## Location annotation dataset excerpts
* BEGIN *

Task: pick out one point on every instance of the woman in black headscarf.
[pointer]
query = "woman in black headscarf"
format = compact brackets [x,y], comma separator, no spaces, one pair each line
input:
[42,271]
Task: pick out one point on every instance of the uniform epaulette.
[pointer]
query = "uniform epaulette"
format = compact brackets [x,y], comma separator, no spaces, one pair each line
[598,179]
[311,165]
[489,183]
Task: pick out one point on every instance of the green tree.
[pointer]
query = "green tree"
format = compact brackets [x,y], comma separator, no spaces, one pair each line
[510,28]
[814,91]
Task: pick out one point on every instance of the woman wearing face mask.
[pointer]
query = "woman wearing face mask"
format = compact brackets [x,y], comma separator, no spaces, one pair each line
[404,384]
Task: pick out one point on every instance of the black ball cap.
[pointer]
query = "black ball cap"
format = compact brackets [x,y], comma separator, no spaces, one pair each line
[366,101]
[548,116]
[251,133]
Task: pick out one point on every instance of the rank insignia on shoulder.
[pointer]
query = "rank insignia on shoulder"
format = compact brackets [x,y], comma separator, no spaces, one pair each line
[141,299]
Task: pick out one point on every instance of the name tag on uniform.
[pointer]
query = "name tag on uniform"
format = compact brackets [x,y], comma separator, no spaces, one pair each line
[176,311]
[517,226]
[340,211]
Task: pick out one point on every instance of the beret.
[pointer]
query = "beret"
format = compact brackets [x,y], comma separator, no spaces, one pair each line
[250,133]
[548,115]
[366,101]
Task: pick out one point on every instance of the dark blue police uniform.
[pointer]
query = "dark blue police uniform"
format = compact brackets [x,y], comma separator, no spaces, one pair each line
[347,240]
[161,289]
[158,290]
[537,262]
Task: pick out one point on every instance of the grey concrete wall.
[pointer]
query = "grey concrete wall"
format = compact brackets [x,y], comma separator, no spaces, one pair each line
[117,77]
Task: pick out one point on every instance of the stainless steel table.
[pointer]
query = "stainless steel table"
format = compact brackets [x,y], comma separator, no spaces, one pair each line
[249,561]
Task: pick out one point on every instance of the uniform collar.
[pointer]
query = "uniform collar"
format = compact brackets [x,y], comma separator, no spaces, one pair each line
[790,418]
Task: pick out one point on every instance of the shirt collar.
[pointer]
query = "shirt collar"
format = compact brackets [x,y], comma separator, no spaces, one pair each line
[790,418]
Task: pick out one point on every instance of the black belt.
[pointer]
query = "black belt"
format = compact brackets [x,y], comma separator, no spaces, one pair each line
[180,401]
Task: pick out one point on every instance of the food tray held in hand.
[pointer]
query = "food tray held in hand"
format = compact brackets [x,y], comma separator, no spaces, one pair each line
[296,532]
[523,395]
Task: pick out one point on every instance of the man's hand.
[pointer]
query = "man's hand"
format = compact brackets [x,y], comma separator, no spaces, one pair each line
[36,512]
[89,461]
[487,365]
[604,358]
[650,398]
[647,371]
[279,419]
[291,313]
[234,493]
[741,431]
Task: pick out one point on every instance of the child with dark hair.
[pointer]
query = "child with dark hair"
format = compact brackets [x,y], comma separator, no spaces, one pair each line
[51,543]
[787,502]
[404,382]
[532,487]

* END *

Copy the data from the line containing "Task: pick out one point on every instance of the man's" through the end, and add 66 to every coordinate value in the answers.

## Answer to this task
Task: pick out one point on every instance of the man's hand.
[pointer]
query = "man's hand"
format = compact brackets [x,y], comma separator, no spaces, one pair each line
[102,578]
[155,527]
[553,431]
[670,424]
[716,464]
[713,437]
[345,485]
[357,379]
[300,559]
[807,497]
Task: pick out one point on every instance of the child with dark hair.
[pointer]
query = "child with dark hair"
format = compact brackets [x,y], comma separator, no spaces, one pair each line
[117,609]
[853,568]
[470,448]
[598,553]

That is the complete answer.